* **Work to be completed**:
Return every line of the records below that contains the word "gray", copying each line in full. Case counts.

* **Excerpted records**:
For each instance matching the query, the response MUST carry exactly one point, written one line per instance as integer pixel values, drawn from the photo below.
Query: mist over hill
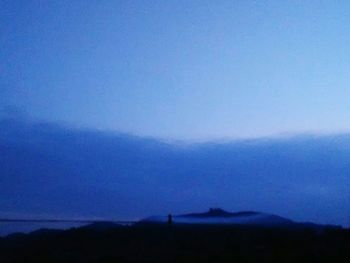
(49, 170)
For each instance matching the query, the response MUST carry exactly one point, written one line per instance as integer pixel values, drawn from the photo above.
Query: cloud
(49, 169)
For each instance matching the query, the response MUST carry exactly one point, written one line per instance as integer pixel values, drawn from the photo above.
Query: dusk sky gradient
(101, 101)
(197, 70)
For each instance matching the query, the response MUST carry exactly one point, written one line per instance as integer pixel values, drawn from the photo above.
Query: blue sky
(197, 70)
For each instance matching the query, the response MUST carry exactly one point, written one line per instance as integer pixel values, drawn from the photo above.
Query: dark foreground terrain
(161, 243)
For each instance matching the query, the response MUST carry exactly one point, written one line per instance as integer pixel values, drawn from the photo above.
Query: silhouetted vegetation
(178, 243)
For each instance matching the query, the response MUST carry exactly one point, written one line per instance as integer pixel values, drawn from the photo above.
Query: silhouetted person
(170, 220)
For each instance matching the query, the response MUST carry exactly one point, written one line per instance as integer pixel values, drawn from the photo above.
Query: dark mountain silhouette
(221, 217)
(65, 170)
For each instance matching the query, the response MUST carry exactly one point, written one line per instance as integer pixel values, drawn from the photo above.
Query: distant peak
(217, 211)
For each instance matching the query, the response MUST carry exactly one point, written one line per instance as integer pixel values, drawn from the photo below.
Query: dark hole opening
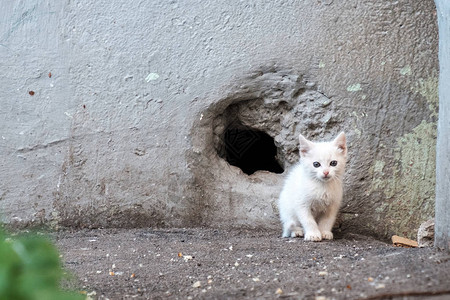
(251, 150)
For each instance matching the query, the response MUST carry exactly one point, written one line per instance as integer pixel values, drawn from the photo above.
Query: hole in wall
(250, 150)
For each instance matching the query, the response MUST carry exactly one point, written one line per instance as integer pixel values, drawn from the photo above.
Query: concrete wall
(124, 131)
(442, 219)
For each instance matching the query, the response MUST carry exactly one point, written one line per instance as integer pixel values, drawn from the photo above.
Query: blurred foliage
(30, 269)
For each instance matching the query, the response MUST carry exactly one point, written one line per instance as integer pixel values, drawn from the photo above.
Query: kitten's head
(324, 161)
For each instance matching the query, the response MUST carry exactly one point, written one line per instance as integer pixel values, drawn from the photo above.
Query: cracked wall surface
(113, 114)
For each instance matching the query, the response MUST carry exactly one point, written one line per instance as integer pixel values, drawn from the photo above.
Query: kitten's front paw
(297, 232)
(327, 235)
(313, 236)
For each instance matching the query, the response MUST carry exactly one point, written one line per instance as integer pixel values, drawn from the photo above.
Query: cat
(312, 193)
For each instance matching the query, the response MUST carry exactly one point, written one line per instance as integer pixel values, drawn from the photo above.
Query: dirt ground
(246, 264)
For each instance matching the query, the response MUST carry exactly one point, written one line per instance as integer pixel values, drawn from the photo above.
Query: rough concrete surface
(241, 264)
(442, 229)
(113, 112)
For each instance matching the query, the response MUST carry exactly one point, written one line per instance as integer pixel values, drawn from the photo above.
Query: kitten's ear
(341, 142)
(305, 145)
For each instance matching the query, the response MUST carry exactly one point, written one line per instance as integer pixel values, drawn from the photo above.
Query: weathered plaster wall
(122, 132)
(442, 218)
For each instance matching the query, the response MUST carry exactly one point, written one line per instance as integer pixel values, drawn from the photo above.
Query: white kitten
(312, 193)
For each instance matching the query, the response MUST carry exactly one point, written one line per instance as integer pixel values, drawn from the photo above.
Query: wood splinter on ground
(399, 241)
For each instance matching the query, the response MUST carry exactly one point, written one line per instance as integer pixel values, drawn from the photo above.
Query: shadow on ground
(241, 264)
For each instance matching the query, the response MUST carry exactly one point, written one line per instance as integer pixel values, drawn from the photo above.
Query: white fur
(311, 196)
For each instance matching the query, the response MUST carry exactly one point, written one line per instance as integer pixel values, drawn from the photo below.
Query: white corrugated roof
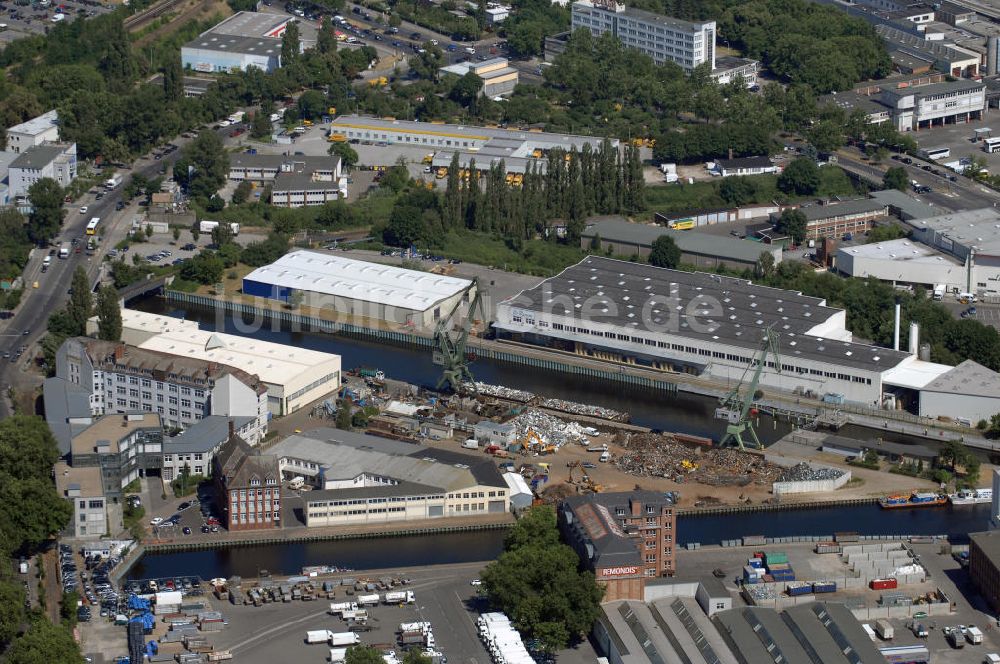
(273, 363)
(359, 280)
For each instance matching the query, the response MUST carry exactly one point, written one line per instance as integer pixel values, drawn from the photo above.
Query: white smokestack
(895, 334)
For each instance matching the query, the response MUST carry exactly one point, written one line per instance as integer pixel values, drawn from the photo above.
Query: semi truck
(341, 639)
(402, 597)
(337, 608)
(207, 226)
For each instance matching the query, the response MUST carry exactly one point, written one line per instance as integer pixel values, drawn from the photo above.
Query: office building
(34, 132)
(625, 538)
(662, 38)
(49, 160)
(498, 77)
(92, 511)
(248, 486)
(362, 479)
(340, 286)
(123, 447)
(292, 377)
(624, 238)
(244, 40)
(181, 390)
(837, 219)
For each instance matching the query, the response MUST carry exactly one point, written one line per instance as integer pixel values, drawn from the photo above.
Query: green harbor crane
(737, 407)
(450, 351)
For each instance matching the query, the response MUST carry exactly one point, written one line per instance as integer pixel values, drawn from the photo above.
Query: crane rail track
(142, 18)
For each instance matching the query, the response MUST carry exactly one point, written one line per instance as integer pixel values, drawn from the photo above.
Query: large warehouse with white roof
(713, 326)
(293, 380)
(359, 289)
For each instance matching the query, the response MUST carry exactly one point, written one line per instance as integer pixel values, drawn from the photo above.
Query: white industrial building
(120, 378)
(36, 131)
(362, 478)
(338, 285)
(959, 250)
(293, 377)
(713, 326)
(244, 40)
(520, 150)
(662, 38)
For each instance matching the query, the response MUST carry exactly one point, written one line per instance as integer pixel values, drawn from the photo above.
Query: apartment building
(662, 38)
(248, 486)
(181, 390)
(36, 131)
(624, 537)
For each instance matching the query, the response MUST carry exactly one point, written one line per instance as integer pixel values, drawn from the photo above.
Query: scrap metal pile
(498, 391)
(803, 472)
(585, 409)
(656, 455)
(550, 430)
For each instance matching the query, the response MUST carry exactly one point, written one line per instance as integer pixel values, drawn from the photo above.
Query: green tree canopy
(801, 177)
(665, 252)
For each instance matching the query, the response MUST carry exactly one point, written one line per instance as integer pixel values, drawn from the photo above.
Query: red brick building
(625, 538)
(248, 486)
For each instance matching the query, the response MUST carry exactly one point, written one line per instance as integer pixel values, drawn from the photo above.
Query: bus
(935, 154)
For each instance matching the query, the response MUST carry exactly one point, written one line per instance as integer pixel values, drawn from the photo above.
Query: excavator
(450, 352)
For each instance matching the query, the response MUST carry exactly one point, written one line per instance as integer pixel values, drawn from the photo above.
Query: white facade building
(37, 131)
(354, 288)
(367, 479)
(182, 390)
(660, 37)
(51, 160)
(292, 377)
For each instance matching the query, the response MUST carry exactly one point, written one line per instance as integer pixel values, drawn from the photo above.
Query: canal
(688, 413)
(419, 550)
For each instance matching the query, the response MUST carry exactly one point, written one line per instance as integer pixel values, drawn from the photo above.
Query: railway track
(140, 20)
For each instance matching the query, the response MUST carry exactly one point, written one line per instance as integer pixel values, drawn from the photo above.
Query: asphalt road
(28, 324)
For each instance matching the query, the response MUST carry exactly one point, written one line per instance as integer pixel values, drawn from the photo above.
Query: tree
(537, 582)
(765, 265)
(348, 156)
(801, 177)
(344, 415)
(46, 216)
(109, 315)
(203, 166)
(665, 252)
(896, 178)
(290, 44)
(173, 79)
(80, 301)
(45, 642)
(242, 192)
(793, 223)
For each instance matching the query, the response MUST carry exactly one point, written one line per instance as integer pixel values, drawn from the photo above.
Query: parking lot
(36, 18)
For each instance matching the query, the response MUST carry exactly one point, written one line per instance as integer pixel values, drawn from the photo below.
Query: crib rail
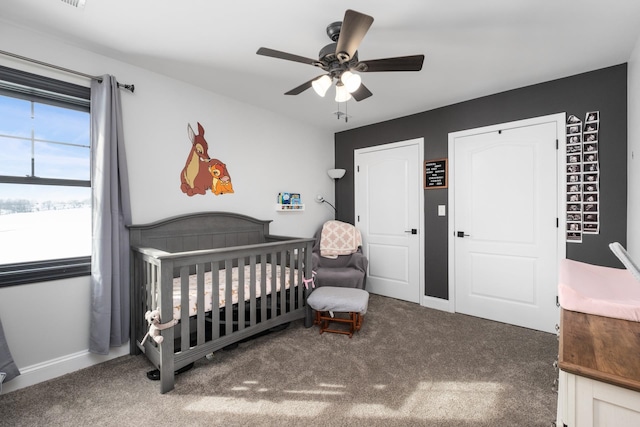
(255, 309)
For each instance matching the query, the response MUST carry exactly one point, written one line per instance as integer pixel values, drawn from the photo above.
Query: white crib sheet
(193, 298)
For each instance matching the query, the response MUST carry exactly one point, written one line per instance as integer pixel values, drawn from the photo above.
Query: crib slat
(282, 277)
(294, 270)
(252, 290)
(263, 288)
(241, 301)
(215, 300)
(228, 296)
(184, 308)
(200, 335)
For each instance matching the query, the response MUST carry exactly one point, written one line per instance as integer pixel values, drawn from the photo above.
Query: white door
(388, 201)
(505, 232)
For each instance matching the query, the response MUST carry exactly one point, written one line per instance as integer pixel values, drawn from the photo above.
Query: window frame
(63, 94)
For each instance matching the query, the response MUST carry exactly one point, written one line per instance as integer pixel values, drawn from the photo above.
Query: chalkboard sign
(435, 174)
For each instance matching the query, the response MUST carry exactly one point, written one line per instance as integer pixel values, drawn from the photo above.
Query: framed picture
(435, 174)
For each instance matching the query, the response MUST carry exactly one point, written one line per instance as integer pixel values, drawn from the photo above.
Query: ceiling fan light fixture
(351, 81)
(342, 94)
(321, 85)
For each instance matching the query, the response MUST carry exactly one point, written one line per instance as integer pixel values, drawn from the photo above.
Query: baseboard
(54, 368)
(437, 303)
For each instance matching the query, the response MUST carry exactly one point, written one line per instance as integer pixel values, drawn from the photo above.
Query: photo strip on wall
(582, 177)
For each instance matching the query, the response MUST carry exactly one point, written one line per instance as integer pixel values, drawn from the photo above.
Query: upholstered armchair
(348, 270)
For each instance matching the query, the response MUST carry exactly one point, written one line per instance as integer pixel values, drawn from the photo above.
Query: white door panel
(388, 201)
(506, 206)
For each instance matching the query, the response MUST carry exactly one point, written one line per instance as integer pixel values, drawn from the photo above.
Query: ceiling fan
(340, 60)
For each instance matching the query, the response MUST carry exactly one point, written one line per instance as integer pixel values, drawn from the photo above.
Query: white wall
(633, 154)
(46, 324)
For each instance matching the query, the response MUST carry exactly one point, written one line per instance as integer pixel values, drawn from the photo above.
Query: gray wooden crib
(193, 268)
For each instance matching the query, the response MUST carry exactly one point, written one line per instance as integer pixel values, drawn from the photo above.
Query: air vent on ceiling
(75, 3)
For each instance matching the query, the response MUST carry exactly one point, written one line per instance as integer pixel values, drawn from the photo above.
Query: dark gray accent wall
(604, 90)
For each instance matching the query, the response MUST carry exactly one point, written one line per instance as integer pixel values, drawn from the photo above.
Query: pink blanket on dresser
(603, 291)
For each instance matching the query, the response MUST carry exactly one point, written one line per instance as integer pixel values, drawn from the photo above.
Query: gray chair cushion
(329, 298)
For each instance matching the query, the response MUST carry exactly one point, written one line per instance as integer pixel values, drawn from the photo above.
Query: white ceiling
(472, 48)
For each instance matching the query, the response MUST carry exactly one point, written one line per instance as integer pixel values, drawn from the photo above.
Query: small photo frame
(436, 174)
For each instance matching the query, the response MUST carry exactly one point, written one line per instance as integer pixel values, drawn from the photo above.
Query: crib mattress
(208, 300)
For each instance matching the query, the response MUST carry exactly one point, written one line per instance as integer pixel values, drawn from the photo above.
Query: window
(45, 180)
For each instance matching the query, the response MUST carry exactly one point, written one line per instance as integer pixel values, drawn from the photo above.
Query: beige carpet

* **Written solution**:
Query: gray wooden crib
Query: dark gray accent wall
Query: gray chair cushion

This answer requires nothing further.